# Written request:
Reproduce in full everything from the start of the entries down to the line containing "point(131, 73)", offsetting every point coordinate in the answers by 41 and omitting the pictures.

------------------------------------

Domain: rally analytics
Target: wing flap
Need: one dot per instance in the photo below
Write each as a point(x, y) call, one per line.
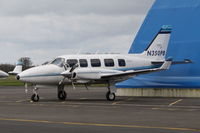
point(131, 73)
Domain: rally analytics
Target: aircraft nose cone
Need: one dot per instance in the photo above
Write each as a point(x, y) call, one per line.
point(3, 74)
point(18, 77)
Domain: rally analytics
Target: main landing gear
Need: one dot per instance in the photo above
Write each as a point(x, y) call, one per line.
point(110, 95)
point(35, 97)
point(62, 95)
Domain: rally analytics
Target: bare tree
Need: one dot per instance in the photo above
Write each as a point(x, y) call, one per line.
point(7, 67)
point(26, 61)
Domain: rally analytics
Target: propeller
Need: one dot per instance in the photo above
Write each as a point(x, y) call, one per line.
point(26, 88)
point(69, 74)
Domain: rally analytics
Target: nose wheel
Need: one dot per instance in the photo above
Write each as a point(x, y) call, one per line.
point(62, 95)
point(110, 96)
point(35, 97)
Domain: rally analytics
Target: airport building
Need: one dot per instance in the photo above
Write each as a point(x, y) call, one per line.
point(182, 80)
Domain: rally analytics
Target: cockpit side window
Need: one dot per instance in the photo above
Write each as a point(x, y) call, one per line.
point(72, 62)
point(58, 61)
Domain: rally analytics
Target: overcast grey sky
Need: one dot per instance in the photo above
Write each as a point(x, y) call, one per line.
point(44, 29)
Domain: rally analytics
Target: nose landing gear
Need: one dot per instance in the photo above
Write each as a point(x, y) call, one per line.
point(35, 97)
point(110, 95)
point(62, 95)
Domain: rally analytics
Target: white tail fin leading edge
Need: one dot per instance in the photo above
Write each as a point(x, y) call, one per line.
point(158, 47)
point(17, 69)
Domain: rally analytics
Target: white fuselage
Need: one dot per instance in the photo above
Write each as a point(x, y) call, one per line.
point(3, 74)
point(89, 69)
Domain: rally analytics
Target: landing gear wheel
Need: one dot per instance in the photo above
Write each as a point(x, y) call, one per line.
point(35, 98)
point(62, 95)
point(110, 96)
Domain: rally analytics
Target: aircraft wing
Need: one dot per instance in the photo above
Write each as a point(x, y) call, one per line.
point(185, 61)
point(127, 74)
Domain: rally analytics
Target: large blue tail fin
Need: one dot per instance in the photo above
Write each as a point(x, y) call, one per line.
point(158, 47)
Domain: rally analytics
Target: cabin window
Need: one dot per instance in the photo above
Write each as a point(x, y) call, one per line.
point(121, 62)
point(58, 61)
point(83, 63)
point(95, 63)
point(109, 62)
point(72, 62)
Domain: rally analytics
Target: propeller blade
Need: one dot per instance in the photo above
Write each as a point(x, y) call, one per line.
point(26, 88)
point(74, 88)
point(62, 81)
point(73, 68)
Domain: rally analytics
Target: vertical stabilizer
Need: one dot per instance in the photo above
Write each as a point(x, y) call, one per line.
point(158, 47)
point(17, 69)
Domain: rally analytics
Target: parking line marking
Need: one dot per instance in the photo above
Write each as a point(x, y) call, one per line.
point(99, 124)
point(175, 102)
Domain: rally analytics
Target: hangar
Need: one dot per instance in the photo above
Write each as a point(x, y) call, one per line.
point(181, 80)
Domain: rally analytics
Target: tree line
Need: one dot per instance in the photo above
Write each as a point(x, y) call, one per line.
point(25, 61)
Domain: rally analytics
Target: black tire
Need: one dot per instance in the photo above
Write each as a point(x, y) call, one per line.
point(110, 96)
point(35, 98)
point(62, 95)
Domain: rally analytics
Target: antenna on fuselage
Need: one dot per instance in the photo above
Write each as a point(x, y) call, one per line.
point(96, 52)
point(79, 51)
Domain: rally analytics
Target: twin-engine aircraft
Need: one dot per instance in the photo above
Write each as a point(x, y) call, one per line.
point(3, 74)
point(99, 68)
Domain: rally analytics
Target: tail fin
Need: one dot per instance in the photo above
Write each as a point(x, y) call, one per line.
point(158, 47)
point(17, 69)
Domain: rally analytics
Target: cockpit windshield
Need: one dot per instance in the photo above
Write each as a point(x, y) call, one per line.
point(58, 61)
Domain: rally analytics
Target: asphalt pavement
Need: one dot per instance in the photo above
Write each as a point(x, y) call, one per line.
point(87, 111)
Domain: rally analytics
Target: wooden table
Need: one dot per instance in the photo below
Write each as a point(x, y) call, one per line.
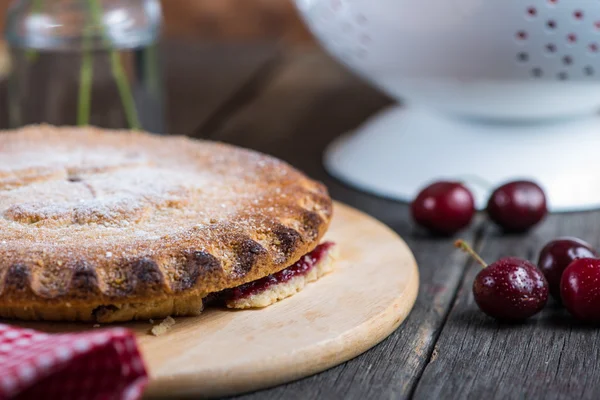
point(291, 105)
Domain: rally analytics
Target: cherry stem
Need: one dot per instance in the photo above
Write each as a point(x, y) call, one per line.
point(462, 245)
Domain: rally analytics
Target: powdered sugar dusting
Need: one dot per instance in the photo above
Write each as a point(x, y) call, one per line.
point(81, 194)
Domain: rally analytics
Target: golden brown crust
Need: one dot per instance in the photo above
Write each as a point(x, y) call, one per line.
point(120, 225)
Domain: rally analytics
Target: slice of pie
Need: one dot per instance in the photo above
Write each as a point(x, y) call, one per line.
point(114, 226)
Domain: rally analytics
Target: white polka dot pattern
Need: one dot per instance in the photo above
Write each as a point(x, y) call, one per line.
point(103, 364)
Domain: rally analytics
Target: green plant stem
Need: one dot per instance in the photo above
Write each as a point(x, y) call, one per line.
point(32, 54)
point(118, 71)
point(124, 91)
point(462, 245)
point(85, 82)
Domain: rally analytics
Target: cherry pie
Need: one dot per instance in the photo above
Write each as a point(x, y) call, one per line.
point(113, 226)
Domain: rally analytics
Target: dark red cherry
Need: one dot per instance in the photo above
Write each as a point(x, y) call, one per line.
point(556, 256)
point(517, 206)
point(511, 289)
point(580, 289)
point(444, 207)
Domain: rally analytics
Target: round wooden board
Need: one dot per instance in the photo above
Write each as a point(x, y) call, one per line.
point(225, 352)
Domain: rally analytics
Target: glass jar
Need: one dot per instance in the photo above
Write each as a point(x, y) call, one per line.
point(86, 62)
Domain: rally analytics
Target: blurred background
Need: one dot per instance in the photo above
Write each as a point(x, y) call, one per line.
point(229, 20)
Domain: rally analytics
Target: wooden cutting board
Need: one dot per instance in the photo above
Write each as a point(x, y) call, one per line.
point(225, 352)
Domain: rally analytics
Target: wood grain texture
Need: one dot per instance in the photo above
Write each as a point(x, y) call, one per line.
point(200, 78)
point(308, 102)
point(550, 356)
point(235, 20)
point(370, 292)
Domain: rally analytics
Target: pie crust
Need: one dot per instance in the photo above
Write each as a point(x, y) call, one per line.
point(112, 226)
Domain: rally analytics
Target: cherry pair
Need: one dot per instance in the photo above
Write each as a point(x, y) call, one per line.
point(516, 289)
point(448, 207)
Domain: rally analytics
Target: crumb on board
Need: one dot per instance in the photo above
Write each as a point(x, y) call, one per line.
point(163, 327)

------------------------------------

# Solution to this problem:
Domain: rally analytics
Target: wing flap
Need: one dot per instance in the photo below
Write each as a point(x, y) call, one per line.
point(172, 114)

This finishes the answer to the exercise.